**STATED GOAL**.
Copy the listing from its beginning through the line containing "(1027, 604)", substituting "Points" for every occurrence of "Coordinates" and leaving all else unchanged.

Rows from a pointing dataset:
******

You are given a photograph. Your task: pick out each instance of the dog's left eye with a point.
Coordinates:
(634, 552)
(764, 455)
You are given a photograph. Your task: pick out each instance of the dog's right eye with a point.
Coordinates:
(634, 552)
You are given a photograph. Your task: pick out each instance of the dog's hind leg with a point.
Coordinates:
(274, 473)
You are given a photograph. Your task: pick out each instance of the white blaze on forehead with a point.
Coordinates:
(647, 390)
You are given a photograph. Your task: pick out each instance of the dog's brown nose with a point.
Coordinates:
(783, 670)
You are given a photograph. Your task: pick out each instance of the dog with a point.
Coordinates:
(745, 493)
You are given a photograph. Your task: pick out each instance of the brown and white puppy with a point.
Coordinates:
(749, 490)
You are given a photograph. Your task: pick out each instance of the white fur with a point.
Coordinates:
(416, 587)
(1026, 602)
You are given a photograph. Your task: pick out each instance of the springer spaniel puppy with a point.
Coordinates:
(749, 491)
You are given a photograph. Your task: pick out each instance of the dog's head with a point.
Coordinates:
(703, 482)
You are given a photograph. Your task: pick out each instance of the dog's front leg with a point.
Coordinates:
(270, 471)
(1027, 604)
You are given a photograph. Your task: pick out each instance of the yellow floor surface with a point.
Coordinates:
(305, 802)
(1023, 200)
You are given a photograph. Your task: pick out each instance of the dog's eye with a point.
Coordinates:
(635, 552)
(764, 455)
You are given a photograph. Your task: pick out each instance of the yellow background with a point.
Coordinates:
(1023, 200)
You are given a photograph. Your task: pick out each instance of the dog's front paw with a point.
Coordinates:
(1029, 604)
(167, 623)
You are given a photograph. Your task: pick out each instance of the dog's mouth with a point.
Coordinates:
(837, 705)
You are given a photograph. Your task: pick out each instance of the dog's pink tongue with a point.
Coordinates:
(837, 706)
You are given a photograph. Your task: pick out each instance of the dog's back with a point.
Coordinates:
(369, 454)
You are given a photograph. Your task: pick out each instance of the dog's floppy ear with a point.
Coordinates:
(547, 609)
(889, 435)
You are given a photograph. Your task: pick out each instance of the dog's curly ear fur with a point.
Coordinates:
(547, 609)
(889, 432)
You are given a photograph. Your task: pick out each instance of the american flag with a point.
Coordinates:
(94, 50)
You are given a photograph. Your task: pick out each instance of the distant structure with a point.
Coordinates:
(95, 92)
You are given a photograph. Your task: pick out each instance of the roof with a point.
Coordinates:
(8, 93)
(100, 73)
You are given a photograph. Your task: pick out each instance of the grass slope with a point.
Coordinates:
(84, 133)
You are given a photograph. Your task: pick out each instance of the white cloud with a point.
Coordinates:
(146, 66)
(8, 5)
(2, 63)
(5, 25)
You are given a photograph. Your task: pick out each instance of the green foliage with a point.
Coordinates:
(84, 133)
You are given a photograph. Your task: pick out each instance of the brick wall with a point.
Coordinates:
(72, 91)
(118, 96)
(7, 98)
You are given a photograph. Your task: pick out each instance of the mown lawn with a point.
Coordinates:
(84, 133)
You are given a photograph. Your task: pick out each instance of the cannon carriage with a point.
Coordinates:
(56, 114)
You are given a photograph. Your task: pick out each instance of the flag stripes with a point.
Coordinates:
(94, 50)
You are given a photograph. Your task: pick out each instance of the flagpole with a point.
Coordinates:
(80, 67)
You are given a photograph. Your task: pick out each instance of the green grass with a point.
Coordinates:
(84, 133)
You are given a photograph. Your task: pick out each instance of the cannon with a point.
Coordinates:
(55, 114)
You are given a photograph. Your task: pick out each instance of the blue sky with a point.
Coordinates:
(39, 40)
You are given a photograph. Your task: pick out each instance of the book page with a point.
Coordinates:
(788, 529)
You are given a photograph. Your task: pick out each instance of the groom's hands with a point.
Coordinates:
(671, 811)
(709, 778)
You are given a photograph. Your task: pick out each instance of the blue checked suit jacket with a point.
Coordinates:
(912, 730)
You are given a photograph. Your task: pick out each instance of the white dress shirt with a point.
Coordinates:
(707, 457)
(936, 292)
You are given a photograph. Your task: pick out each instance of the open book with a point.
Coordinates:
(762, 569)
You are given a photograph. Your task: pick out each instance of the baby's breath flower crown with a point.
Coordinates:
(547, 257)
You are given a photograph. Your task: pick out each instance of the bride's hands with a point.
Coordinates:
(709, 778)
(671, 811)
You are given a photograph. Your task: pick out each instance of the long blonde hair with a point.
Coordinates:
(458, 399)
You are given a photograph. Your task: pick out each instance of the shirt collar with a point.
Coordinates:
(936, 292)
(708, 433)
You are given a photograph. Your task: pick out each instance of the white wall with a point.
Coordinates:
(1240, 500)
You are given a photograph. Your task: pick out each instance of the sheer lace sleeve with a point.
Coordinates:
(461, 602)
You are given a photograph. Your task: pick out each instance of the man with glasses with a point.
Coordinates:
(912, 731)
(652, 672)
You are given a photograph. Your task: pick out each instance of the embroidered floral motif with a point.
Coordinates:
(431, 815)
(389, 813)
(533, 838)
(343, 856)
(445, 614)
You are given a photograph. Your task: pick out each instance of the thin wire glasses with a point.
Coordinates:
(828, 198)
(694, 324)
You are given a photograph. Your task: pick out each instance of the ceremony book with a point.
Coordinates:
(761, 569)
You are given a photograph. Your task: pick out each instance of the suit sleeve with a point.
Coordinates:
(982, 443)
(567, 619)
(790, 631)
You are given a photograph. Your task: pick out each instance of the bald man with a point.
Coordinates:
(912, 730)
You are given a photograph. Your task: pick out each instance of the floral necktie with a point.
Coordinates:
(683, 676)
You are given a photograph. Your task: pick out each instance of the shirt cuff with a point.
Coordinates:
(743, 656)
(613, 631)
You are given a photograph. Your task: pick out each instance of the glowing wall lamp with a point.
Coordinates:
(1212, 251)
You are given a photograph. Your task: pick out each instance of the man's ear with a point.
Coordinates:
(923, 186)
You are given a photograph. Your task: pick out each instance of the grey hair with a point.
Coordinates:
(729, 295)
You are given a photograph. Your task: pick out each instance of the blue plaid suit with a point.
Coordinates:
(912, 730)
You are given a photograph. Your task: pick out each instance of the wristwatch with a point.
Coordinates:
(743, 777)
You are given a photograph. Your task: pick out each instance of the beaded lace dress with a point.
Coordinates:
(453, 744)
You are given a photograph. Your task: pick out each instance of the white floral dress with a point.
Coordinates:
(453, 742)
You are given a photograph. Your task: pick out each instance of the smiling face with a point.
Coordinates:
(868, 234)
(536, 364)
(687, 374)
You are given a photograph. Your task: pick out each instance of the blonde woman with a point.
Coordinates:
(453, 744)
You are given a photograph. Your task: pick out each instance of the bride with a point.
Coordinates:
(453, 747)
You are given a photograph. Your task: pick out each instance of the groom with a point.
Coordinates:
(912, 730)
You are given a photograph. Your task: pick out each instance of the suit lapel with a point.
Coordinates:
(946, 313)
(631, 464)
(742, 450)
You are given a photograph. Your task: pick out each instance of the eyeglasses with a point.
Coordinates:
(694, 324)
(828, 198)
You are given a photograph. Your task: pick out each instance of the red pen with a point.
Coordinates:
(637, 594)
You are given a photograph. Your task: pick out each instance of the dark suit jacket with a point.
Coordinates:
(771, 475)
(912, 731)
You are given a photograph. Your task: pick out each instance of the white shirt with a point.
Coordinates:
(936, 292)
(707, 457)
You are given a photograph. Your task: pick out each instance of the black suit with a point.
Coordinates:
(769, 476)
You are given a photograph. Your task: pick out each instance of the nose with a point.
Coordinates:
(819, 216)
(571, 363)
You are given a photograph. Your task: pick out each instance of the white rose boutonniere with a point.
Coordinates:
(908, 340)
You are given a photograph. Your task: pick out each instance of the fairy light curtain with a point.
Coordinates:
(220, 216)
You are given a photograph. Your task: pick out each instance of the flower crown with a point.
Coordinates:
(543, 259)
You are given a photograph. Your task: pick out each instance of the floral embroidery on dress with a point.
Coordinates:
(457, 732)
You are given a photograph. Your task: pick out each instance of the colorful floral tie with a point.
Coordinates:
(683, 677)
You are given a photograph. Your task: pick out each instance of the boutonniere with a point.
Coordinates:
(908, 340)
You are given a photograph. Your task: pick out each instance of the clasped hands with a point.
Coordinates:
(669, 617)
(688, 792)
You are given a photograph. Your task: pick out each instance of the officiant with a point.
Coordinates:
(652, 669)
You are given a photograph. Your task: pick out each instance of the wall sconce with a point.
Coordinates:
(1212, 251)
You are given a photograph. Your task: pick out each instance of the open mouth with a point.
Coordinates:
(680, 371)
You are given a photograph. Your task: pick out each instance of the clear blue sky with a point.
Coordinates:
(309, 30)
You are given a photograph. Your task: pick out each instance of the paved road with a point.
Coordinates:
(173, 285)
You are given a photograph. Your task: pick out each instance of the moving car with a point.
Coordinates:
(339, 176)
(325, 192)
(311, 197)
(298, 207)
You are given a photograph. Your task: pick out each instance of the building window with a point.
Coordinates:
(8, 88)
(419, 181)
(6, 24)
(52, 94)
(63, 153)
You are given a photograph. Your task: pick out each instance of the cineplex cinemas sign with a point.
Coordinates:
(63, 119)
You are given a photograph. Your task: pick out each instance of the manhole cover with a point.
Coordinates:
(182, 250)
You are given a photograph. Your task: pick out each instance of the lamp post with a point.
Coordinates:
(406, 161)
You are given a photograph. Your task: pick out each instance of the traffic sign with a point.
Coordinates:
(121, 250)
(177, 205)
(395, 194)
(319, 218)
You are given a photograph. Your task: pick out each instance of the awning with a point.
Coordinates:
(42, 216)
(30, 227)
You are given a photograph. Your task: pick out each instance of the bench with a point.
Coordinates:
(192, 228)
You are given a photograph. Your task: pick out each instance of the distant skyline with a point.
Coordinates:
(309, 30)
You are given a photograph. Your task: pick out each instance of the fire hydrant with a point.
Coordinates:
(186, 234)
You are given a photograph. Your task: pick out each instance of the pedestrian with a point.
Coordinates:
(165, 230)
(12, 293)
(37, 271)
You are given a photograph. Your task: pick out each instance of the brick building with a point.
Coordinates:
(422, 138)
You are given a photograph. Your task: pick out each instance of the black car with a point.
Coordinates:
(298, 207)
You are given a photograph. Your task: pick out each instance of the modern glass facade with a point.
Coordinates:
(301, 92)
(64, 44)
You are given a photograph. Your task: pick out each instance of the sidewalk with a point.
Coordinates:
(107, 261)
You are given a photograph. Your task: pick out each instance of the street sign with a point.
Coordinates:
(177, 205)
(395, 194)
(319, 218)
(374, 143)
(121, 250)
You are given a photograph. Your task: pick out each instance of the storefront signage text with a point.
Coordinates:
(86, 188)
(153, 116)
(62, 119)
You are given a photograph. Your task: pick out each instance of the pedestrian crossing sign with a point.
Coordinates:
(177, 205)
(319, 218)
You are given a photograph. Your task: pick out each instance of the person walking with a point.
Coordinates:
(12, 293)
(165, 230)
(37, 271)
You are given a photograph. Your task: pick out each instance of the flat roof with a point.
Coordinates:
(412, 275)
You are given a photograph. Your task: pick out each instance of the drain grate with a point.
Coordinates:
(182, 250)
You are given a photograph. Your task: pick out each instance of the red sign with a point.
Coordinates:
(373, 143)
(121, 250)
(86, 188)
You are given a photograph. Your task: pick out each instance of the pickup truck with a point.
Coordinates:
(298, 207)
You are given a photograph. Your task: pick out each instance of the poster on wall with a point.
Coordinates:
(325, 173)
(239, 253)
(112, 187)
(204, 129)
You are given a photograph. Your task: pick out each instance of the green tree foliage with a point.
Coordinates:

******

**SOLUTION BELOW**.
You are given a photograph. Your task: pick out each instance of the dog's left eye with a point.
Points:
(634, 552)
(764, 455)
You are given a photograph. Your task: pick out each instance of the dog's right eye with a point.
Points:
(634, 552)
You are given a photograph. Your task: pick out each instance of the dog's hind leg with a point.
Points:
(274, 473)
You are given a photograph. Your task: pick out each instance of the white blaze on forehead with a point.
Points:
(647, 390)
You are given a photograph. Your task: pick out each instance of the dog's brown nose with a point.
Points:
(783, 670)
You are given a photograph. Your task: pick out each instance of the dog with a point.
Points:
(745, 493)
You are given a photograph. Your task: pick out each instance of the brown and white puppy with a point.
Points:
(749, 490)
You are given a photograph. Your task: pick out each instance of the white fur with a point.
Points:
(416, 587)
(1026, 602)
You are given a photograph. Your task: pick out each instance of the springer spaniel puppy with a point.
Points:
(749, 491)
You are given a photograph. Your task: pick out each instance of the dog's head with a point.
Points:
(703, 482)
You are given a photograph. Your task: pick out each instance of the dog's front leg with a point.
Points:
(270, 471)
(1027, 604)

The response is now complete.